#### Action item
I need the records below retyped exactly.

#### Dataset records

▼

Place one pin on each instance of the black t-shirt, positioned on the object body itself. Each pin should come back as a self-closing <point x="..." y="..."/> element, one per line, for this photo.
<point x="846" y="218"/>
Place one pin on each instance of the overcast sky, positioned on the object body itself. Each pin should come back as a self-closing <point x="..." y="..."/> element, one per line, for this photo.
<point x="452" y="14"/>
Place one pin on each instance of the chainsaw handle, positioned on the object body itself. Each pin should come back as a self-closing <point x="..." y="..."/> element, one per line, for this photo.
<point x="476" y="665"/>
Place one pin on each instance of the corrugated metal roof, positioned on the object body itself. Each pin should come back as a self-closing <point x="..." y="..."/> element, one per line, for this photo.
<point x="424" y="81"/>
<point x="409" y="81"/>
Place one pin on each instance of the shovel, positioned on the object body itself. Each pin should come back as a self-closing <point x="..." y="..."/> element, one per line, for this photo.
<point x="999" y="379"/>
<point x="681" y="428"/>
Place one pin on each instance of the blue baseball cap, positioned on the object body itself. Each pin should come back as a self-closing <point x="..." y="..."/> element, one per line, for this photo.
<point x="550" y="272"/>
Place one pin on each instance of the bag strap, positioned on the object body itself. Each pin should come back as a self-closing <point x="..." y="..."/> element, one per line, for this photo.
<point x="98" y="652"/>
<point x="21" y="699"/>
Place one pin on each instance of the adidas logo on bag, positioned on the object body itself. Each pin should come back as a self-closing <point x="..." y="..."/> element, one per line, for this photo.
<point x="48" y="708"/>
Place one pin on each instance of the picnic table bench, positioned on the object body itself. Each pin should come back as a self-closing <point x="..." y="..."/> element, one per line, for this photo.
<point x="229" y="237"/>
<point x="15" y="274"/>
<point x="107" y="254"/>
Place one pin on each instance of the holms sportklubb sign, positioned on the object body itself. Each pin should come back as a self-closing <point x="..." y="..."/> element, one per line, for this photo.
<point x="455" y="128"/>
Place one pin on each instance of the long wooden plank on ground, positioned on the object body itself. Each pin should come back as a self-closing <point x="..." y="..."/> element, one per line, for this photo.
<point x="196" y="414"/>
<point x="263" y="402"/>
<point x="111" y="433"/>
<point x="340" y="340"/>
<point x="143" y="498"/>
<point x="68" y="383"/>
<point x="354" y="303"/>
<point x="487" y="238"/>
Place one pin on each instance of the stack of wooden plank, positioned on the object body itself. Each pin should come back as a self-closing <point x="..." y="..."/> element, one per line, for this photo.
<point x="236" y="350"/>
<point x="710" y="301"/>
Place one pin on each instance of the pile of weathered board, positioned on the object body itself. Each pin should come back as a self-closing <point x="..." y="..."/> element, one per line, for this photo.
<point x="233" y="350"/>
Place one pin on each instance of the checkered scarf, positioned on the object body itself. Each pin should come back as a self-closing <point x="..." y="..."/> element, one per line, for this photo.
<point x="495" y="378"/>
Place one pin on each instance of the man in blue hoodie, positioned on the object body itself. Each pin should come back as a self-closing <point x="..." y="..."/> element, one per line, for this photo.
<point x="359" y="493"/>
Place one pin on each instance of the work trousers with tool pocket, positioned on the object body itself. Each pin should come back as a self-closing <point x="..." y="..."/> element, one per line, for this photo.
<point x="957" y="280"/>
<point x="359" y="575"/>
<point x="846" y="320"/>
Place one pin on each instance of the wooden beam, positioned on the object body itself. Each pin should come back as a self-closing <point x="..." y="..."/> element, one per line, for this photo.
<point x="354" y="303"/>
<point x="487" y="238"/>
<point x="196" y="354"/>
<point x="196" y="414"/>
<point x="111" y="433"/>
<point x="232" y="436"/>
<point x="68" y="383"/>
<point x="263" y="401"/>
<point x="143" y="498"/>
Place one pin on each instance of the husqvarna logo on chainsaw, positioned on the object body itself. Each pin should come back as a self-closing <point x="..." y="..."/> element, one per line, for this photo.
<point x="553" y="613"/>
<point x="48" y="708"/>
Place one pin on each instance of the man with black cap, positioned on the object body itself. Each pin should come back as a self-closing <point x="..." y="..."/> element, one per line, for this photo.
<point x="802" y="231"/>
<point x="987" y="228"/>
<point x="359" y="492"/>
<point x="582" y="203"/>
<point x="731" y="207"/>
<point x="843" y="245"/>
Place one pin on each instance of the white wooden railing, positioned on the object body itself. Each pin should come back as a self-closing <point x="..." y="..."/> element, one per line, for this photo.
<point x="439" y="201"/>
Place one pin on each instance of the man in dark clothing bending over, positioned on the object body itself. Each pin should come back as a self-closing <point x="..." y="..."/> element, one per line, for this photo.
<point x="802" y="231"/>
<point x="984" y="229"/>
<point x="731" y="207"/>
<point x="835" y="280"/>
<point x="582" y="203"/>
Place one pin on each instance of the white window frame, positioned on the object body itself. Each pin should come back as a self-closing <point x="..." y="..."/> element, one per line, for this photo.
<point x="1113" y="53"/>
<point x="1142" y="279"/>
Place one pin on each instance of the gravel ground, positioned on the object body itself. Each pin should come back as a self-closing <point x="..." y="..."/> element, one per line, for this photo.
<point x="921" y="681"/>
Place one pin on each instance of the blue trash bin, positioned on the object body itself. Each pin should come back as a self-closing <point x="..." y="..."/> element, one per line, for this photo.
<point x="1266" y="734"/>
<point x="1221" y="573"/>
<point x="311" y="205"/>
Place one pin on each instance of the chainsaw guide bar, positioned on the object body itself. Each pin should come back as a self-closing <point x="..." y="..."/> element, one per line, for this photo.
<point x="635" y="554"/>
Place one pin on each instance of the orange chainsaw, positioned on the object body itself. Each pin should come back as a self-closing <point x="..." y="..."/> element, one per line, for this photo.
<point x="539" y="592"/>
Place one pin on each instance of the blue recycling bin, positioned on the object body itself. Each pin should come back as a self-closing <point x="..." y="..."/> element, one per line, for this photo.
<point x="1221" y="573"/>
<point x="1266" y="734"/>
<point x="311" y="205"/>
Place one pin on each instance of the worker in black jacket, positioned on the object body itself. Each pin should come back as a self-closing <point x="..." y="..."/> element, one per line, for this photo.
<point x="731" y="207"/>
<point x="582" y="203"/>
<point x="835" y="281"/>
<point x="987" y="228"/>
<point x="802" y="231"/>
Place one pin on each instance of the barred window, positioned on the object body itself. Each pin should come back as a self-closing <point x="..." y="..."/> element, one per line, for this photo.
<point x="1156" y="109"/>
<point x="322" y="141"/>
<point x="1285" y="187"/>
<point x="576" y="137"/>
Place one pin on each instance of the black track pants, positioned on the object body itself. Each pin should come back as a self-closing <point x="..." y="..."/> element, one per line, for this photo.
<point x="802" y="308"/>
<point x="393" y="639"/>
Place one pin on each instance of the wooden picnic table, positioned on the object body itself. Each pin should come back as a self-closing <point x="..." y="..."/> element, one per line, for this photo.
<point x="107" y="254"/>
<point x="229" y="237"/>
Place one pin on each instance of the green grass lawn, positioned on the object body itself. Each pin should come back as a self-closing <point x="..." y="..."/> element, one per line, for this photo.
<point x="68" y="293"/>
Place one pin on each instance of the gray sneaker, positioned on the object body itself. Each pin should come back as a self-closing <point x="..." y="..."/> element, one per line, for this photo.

▲

#### Response to this task
Place one pin on each instance of the black t-shirt, positioned on the object body itself. Each pin should come back as a self-closing <point x="..." y="..."/> element, one per line, for this photo.
<point x="846" y="218"/>
Place one pin on each instance of the overcast sky, positioned on the object body itself. Each pin should come back as a self-closing <point x="..." y="..."/> element, one per line, for this photo.
<point x="452" y="14"/>
Place one pin on each instance of the chainsaw handle, positioned on the object body itself. Each pin should come back as a self-closing <point x="..." y="..."/> element, one per line, for this photo.
<point x="476" y="665"/>
Place one pin on each instance of the corrugated metal roof, positioned on the object body itself. Each pin should come back as a self-closing <point x="..." y="..."/> element, one per line, for this photo.
<point x="424" y="81"/>
<point x="409" y="81"/>
Place one pin on each instance of the shovel, positioned on the object body itself. Each pin should come back as a self-closing <point x="..." y="..."/> element, one per line, for this photo.
<point x="999" y="379"/>
<point x="681" y="428"/>
Place one pin on each instance of the blue baseball cap, positioned on the object body itself. Each pin should come back as a self-closing <point x="..." y="..."/> element, one per line, for this photo.
<point x="550" y="272"/>
Place one pin on each instance of the bag strap, positioned on the object body itself. Each pin should come back as a self-closing <point x="..." y="..."/> element, one per line, for this photo.
<point x="98" y="652"/>
<point x="21" y="699"/>
Place one pin on each instance of the adidas logo on bag, positioned on the object body itself. Each pin should come back as a self-closing <point x="..." y="..."/> element, one per line, for this photo.
<point x="48" y="708"/>
Place one pin on each instance of the picnic table bench, positioned on the object body itself. Each pin should come back as a self-closing <point x="..." y="..."/> element, one per line, for this photo.
<point x="229" y="237"/>
<point x="15" y="274"/>
<point x="107" y="254"/>
Place one pin on each instance of the holms sportklubb sign, positioned on the object body itself. Each pin should come back as a self-closing <point x="..." y="..."/> element, one per line, for this photo.
<point x="455" y="128"/>
Place one pin on each instance of the long wooden plank on ground, positioned on the object body itself. Each pin should come back as a self-closing <point x="..." y="..."/> element, one per line, for this photo.
<point x="196" y="414"/>
<point x="263" y="402"/>
<point x="111" y="433"/>
<point x="340" y="340"/>
<point x="143" y="498"/>
<point x="68" y="383"/>
<point x="354" y="303"/>
<point x="487" y="238"/>
Place one pin on each instance of the stack of wooden plank, positioned on the object body itself. Each pin should come back as a self-closing <point x="..." y="..."/> element, one per line, for this photo.
<point x="236" y="350"/>
<point x="710" y="301"/>
Place one pin on each instance of the pile of weathered board, positioned on the object body itself. Each pin should come back as a self-closing <point x="..." y="..."/> element, one per line, for this photo.
<point x="233" y="350"/>
Place one pin on each instance of the checkered scarf, positioned on the object body itself. Each pin should come back as a self-closing <point x="..." y="..."/> element, one per line, for this photo.
<point x="495" y="378"/>
Place one pin on each instance of the man in blue hoodie, positioned on the object body itself. Each pin should come back as a self-closing <point x="..." y="..."/> element, one per line, for this photo.
<point x="359" y="493"/>
Place one pin on each instance of the work trousers with tool pocket, positioned on the object body itself. Each pin should come back as a self-closing <point x="..." y="..."/> element, one per line, for this photo.
<point x="957" y="280"/>
<point x="359" y="575"/>
<point x="846" y="320"/>
Place one pin on each instance of the wooden beam, positioned on the object body itself. Each pin should come back as a self-closing <point x="..." y="..."/> element, one per line, for this photo.
<point x="354" y="303"/>
<point x="487" y="238"/>
<point x="196" y="354"/>
<point x="196" y="414"/>
<point x="111" y="433"/>
<point x="232" y="436"/>
<point x="68" y="383"/>
<point x="263" y="401"/>
<point x="143" y="498"/>
Place one pin on each instance of the husqvarna logo on chainsaw, positioned on the object body itself. Each pin should come back as a self-closing <point x="..." y="..."/> element, one per line, for this photo.
<point x="553" y="613"/>
<point x="48" y="708"/>
Place one pin on each instance of the man with black cap, positioned on the object body itself. Each pin should come back as a self-closing <point x="..." y="..."/> element, one per line, for this photo.
<point x="802" y="231"/>
<point x="987" y="228"/>
<point x="359" y="492"/>
<point x="582" y="203"/>
<point x="731" y="207"/>
<point x="843" y="245"/>
Place one pin on each instance of the white wooden railing, positioned on the object body itself. Each pin should come back as a self-closing <point x="..." y="..."/> element, one per line, for this photo.
<point x="439" y="201"/>
Place one pin on each instance of the man in dark clothing bending over, positioned on the object body itself. Each pin should come back as a self-closing <point x="..." y="..."/> element, one per line, for this photo.
<point x="802" y="231"/>
<point x="984" y="229"/>
<point x="731" y="207"/>
<point x="835" y="280"/>
<point x="582" y="203"/>
Place one pin on each instance of the white window frame, positioned on the object body itself. Each pin should come back as a self-closing <point x="..." y="..."/> element, one per line, for this photo.
<point x="1113" y="53"/>
<point x="1142" y="279"/>
Place one pin on each instance of the gravel ground, positioned on the object body itself. Each pin should come back as a self-closing <point x="..." y="..."/> element, one per line, for this photo.
<point x="921" y="681"/>
Place one pin on each instance of the blue trash bin, positioned on the object body itself. Each pin should come back as a self-closing <point x="..." y="..."/> element, one per line, for this photo.
<point x="1266" y="734"/>
<point x="1221" y="573"/>
<point x="311" y="205"/>
Place one pin on each instance of the chainsaw guide bar, positioned on the object body itself. Each pin should come back as a self-closing <point x="..." y="..."/> element, one per line, for this photo.
<point x="635" y="554"/>
Place one pin on each instance of the orange chainsaw, positioned on the object body itself. Each pin should come back as a self-closing <point x="..." y="..."/> element, one per line, for this photo.
<point x="539" y="592"/>
Place one pin on each instance of the blue recycling bin, positioned on the object body itself. Each pin should come back as a self-closing <point x="..." y="..."/> element, one per line, for this photo.
<point x="1221" y="573"/>
<point x="1266" y="734"/>
<point x="311" y="205"/>
Place one pin on each instance of the worker in black jacket, positioned on the object body itself. Each pin should come back as a self-closing <point x="..." y="..."/> element, one per line, for this photo.
<point x="731" y="207"/>
<point x="582" y="203"/>
<point x="835" y="281"/>
<point x="987" y="228"/>
<point x="802" y="231"/>
Place one pin on each instance of the barred window, positioned on the object body itself. Each pin should come back as a self-closing <point x="..." y="..."/> element, one per line, for this photo.
<point x="1156" y="109"/>
<point x="322" y="141"/>
<point x="1285" y="187"/>
<point x="576" y="137"/>
Place one pin on each instance of the black track pants, positioned on the object body itself. Each pin should come back as a self-closing <point x="..." y="..."/> element, one per line, for this photo.
<point x="802" y="308"/>
<point x="393" y="639"/>
Place one pin on each instance of the wooden picnic table, positioned on the object body itself. Each pin should come back as a self-closing <point x="..." y="..."/> element, one per line, for this photo.
<point x="107" y="254"/>
<point x="229" y="237"/>
Place one pin on each instance of the green grass lawn, positioned on the object body itself. Each pin should come back as a self-closing <point x="..." y="..."/> element, one per line, for this photo.
<point x="68" y="293"/>
Place one pin on each instance of the gray sneaker, positioned on the object body itself. Each pin should come back as a self-closing <point x="..." y="..."/> element, one per line, for this photo.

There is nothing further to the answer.